------ Input for this task ------

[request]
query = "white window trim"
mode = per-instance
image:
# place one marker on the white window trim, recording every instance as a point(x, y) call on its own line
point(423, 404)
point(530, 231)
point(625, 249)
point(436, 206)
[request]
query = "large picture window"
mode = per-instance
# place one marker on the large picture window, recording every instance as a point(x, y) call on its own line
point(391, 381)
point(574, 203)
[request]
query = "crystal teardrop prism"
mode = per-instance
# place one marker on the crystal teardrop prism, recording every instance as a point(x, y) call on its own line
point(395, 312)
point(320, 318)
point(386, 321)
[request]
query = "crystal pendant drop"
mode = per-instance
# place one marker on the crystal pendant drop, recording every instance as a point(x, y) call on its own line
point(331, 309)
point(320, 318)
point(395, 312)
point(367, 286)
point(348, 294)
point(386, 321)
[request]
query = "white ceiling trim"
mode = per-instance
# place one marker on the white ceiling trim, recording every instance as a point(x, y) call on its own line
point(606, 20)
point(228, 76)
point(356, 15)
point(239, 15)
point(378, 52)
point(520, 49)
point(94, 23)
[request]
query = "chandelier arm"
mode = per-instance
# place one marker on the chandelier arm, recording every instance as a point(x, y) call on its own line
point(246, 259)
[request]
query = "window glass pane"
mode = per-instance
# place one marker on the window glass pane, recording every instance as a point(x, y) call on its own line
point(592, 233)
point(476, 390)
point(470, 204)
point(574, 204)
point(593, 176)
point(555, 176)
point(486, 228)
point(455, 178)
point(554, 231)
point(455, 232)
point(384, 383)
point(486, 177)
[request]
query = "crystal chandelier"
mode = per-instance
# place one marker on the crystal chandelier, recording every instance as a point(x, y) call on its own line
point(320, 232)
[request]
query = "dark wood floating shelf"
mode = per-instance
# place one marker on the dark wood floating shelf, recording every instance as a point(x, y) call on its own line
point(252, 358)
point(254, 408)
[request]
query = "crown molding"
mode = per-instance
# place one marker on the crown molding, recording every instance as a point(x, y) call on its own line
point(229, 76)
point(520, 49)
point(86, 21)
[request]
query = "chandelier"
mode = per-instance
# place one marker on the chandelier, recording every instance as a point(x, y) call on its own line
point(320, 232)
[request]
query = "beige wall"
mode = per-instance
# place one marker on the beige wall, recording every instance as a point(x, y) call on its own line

------

Output all of the data above without any alteration.

[request]
query = "white window trim"
mode = per-instance
image:
# place one marker on the white window trim, recording every instance as a point(x, y) call on its own line
point(423, 404)
point(530, 231)
point(625, 249)
point(436, 206)
[request]
query = "large picture window"
mode = per-instance
# place one marker on the large picture window, recording every instance as a point(x, y) call on its own line
point(391, 381)
point(574, 203)
[request]
query = "crystal teardrop prism"
mode = per-instance
# place one marker on the crystal teardrop prism, recording every instance as a point(x, y) call on its own line
point(395, 312)
point(320, 318)
point(386, 321)
[request]
query = "crystal pendant drop"
mode = per-instance
# place one marker on the crystal pendant drop, recording every instance as a point(x, y) call on its own line
point(331, 309)
point(320, 318)
point(395, 312)
point(367, 286)
point(348, 294)
point(386, 321)
[request]
query = "white ceiling trim"
mode = per-instance
# place one marker on the white ceiling trim, recording every instance as a point(x, y) call on its own line
point(606, 20)
point(228, 76)
point(356, 15)
point(239, 15)
point(378, 52)
point(520, 49)
point(94, 23)
[request]
query = "chandelier arm"
mode = per-instance
# place one marker on the chandelier arm, recording every instance as a point(x, y) call on its own line
point(246, 259)
[request]
query = "window glass pane"
mode = per-instance
# place one marker on the window glass pane, recording every instance as a point(x, y) call on its own line
point(592, 233)
point(476, 390)
point(470, 204)
point(574, 204)
point(593, 176)
point(555, 176)
point(486, 228)
point(455, 178)
point(554, 231)
point(455, 232)
point(384, 383)
point(486, 177)
[request]
query = "crystal chandelier"
mode = per-instance
# place one marker on the crystal chandelier, recording every instance as a point(x, y) call on its own line
point(320, 232)
[request]
query = "dark wood floating shelf"
mode = per-instance
# place one marker on the dark wood floating shelf, recording every instance as a point(x, y) call on its own line
point(252, 358)
point(254, 408)
[request]
query = "crown molding"
mode = per-instance
# place one marker on the crown molding, recording every instance as a point(x, y) call on its own line
point(229, 76)
point(520, 49)
point(86, 21)
[request]
query = "chandelier"
mode = per-instance
# place one marker on the chandelier, recording every instance as a point(x, y) call on its own line
point(320, 232)
[request]
query = "beige wall"
mode = per-instance
# place one marker on the beige wall, recording every instance as a point(x, y) call on its own line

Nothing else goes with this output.